● Selected extract:
We knew it had 350+ and this is too many columns to effectively work with. We know from our transform work together that we need to weight up/down the data, which means percentages won't be useful, so we can remove those, and we can also remove some of the family occupancy data because it was decided to focus on gender, income and ethnicity in the project.

Before we get to removing data, we need to put our data into a structure we can slice and dice. In other words, we need to transform our "string" data into a list of lists - a nested data structure where each row is a list, and within that list, each column is a list - a nested data structure.

For example: let's look at this simple 3x3 table:

In [9]:
example_list = [ 
["a","b","c"],
[123,456,789],
[987,654,321]
]
print(example_list[0])
print(example_list[1])
print(example_list[2])
print("row 1, column 3 ==>",example_list[0][2])
print("row 2, column 2 ==>",example_list[1][1])
print("row 3, column 1 ==>",example_list[2][0])

['a', 'b', 'c']
[123, 456, 789]
[987, 654, 321]
row 1, column 3 ==> c
row 2, column 2 ==> 456
row 3, column 1 ==> 987


## **2- CLEANING UP WONKY DATA**

But before we can even create a nested structure - we need to be confident we can split the data correctly for every single line.

Unfortunately, CSV data is known to be particularly  can be tricky because sometimes data sources use commas in column labels but surround those column headers with "" because Excel will treat it right. 

Python won't be so forgiving so we need to test for "" in the data - we'll do this using a for loop.

In [10]:
# use a for loop
quote_cnt = 0
for char in census_data:
    if char == '"':
        quote_cnt += 1
    else:
        continue
print(quote_cnt)

28


Uh-oh! those quotes spell trouble so now we need to see where that first quote appears and if a comma appears after it.

In [11]:
quote_pos = census_data.find('"')
comma_pos = census_data.find(",",quote_pos)
census_data[quote_pos - 10: comma_pos + 20]

' 18 years,"Number; HOUSEHOLDS BY TYPE - Total households - Family households (families) [7] - Male householder, no wife present","'

We suspect that those ""  in human-readable column headers of the second line of data are hiding "...**,**..." and will cause any nesting using comma-separation to create extra columns.

Let's prove it.

In [12]:
# we need to isolate the second line 
# and we can do that using find: 
# the second line is between the first and second \n
first_nl = census_data.find("\n")
second_nl = census_data.find("\n",first_nl+1)
second_line = census_data[first_nl+1:second_nl]

# split the second line using commas to see how many columns we get
len(second_line.split(","))

391

Now that we've proven those will be a problem, we are going to use Python to clean those up via our own User Defined Function for this purpose, because it may appear in another data source, too.

Before we create the UDF, we will describe what it will do
1. it will accept a string input
2. it will remove " characters from the input
3. when it finds a , between "" it will replace , characters in the input with a -. However, it will NOT change , otherwise since it is a CSV file.

● Data entries:
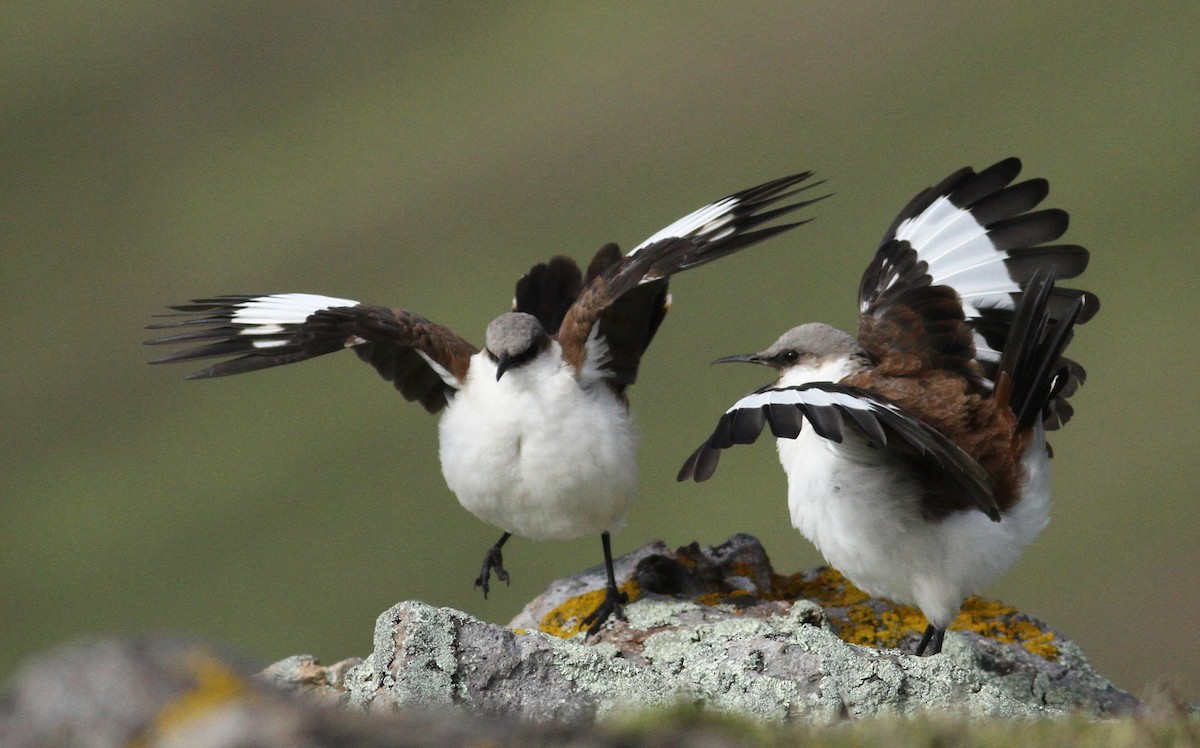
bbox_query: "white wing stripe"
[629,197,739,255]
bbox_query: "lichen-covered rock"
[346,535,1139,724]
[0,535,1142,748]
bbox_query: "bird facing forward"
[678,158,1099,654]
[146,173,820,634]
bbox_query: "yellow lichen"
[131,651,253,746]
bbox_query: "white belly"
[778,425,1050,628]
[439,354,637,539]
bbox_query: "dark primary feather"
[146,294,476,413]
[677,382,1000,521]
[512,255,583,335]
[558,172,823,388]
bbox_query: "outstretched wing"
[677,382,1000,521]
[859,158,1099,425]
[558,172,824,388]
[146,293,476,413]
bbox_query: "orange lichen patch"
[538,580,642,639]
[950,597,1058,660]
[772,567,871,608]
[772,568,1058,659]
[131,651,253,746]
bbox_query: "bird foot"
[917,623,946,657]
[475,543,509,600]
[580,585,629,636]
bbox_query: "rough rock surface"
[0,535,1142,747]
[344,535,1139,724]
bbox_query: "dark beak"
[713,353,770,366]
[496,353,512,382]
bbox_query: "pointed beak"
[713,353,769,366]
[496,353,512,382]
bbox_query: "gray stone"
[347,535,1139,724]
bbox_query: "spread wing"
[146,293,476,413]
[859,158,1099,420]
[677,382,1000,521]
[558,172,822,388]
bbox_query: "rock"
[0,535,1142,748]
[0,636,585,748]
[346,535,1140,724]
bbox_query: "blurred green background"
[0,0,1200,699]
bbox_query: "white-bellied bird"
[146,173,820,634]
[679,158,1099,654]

==

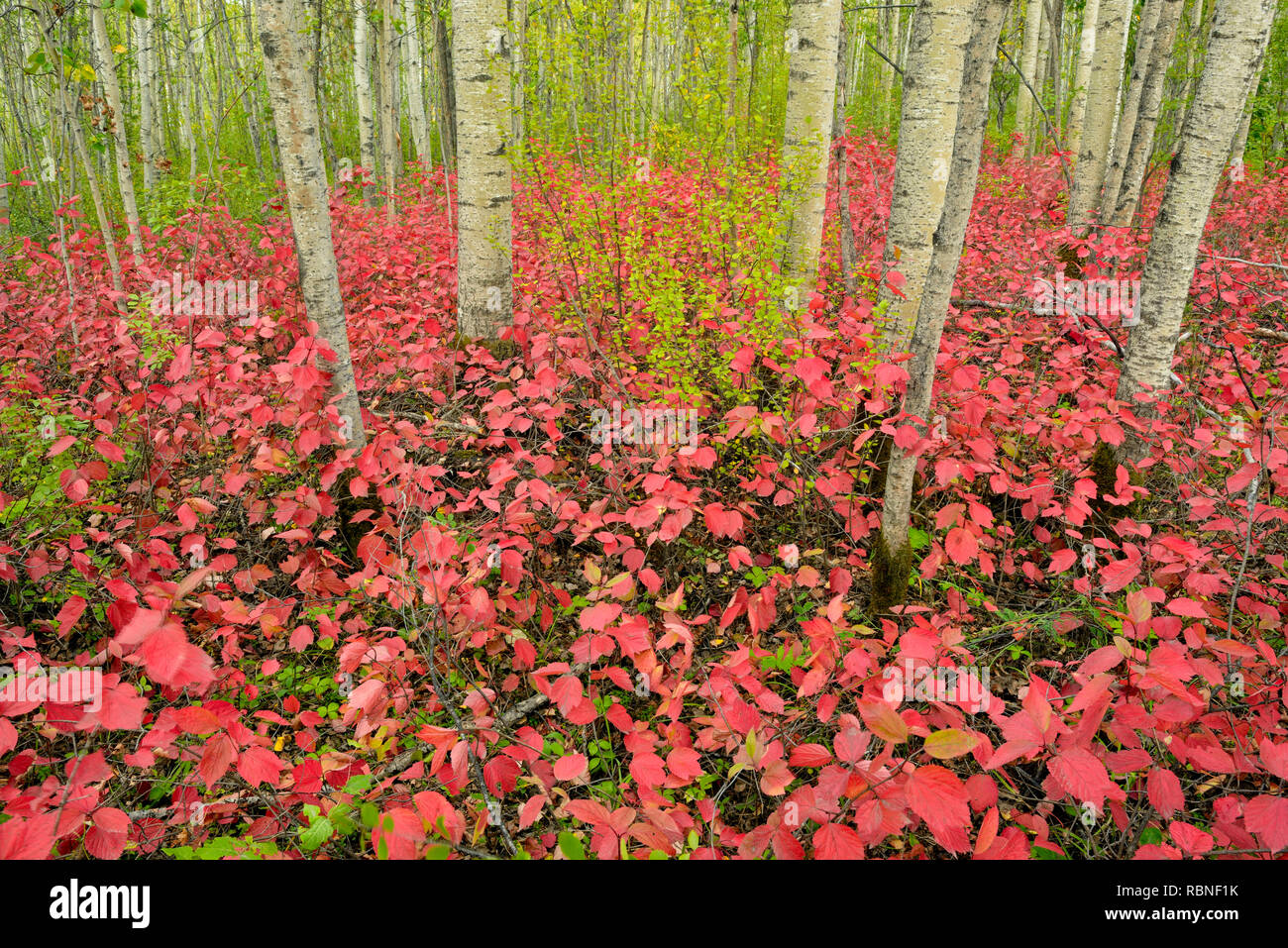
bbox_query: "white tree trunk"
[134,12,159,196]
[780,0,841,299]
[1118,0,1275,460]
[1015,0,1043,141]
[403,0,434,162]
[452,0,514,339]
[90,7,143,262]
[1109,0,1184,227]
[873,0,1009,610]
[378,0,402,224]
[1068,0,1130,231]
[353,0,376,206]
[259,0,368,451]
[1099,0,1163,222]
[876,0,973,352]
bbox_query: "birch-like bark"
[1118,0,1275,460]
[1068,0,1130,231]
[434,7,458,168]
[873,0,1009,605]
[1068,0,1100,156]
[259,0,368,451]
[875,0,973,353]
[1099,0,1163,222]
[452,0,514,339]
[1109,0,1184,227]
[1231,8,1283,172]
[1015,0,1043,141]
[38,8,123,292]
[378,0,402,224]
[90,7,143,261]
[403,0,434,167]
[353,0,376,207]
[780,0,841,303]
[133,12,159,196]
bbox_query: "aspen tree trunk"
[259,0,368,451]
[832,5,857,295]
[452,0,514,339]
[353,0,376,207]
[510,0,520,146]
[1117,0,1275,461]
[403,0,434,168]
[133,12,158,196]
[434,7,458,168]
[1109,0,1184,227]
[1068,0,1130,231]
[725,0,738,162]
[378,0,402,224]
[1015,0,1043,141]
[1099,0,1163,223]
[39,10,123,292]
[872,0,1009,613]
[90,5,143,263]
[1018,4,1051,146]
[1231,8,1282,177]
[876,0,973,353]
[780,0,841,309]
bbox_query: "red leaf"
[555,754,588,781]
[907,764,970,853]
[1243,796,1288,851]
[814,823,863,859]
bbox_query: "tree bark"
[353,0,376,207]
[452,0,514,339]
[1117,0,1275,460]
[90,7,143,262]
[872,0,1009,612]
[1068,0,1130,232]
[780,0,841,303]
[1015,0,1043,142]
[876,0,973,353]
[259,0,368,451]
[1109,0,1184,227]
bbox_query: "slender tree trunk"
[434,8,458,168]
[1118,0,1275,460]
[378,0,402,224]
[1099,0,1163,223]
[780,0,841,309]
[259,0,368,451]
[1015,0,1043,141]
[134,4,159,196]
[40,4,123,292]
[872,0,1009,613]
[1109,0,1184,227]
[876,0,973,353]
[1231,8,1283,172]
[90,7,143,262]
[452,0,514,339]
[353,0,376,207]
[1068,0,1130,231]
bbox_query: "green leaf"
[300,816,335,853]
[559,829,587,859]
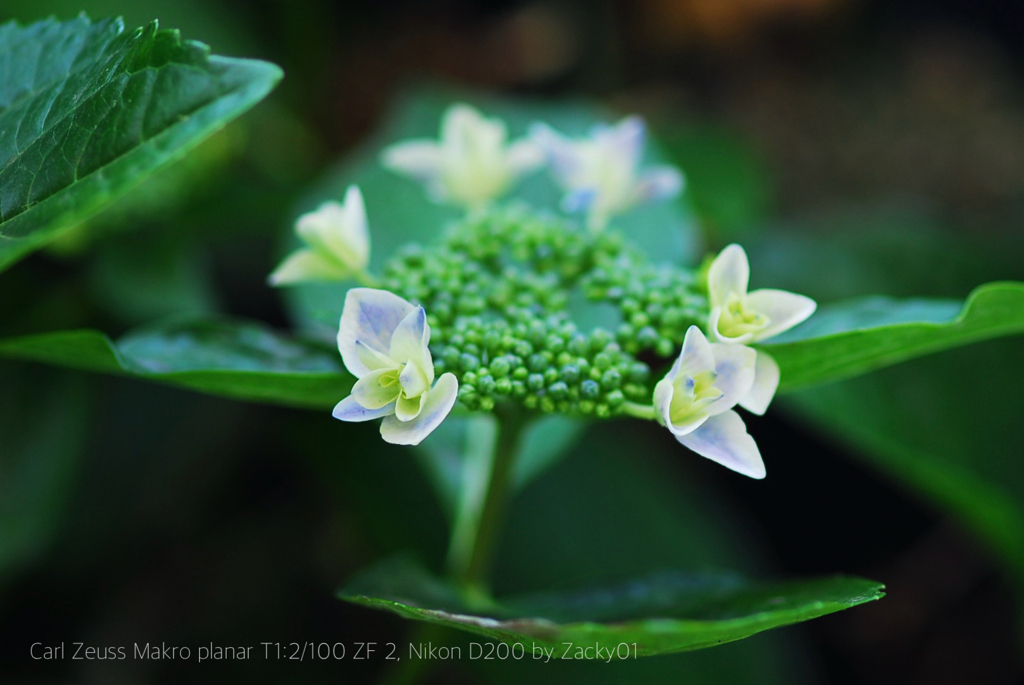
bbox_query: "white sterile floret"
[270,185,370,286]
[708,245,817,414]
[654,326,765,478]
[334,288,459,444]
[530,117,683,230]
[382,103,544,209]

● Written exercise 1: In the census CSV tutorial, how many columns result from splitting the second line on commas?
● Written exercise 2: Go on with the census CSV tutorial, starting after its final sentence, the one ending "since it is a CSV file."

● Answer 1: 391

● Answer 2:
4. it will return a string output

And, we will create a test_input and expected_output to test our UDF during development:

In [13]:
#@@@@@@@@@@@@@@@@@@@@@@@@@@@@@@@@@@@@@@@
#@@@@@  UDF unquotable() @@@@@@@@@@@@@@@
# removes pesky , within "" values before changing , to \t in program
def unquotable(input_string):
    
    # remove " char 
    # we remove it by splitting the input string into a list using that char
    tmp_list = input_string.split('"')
 
    # remove , char
    for i in range(len(tmp_list)):
        # skip items that start/end with commas 
        # as these aren't quoted items 
        # and we don't want to remove their commas 
        if (tmp_list[i][0] == ",") or (tmp_list[i][-1] == ","):
            continue
        # replace , with - in quoted items
        else:
            tmp_list[i] = tmp_list[i].replace(",","-")

    # rejoin items into a string
    output = ",".join(tmp_list)

    # get rid of any ",," and ",,," that could exist as it will add extra columns
    output = output.replace(",,,",",")
    output = output.replace(",,",",")
    
    # return string
    return output

In [14]:
# our test data
test_input = 'something,"test string: a,b,c",other thing'
exp_output = 'something,test string: a-b-c,other thing'

# our testing lines - run the UDF
test_output = unquotable(test_input)

# compare UDF run to expected output
test_output == exp_output

True

In [15]:
# now we try our second_line variable storing the problem row for cleaning 
# proof it works: no " and len after CSV split = 375
new_row = unquotable(second_line)
print('"' in new_row)
print(len(new_row.split(",")))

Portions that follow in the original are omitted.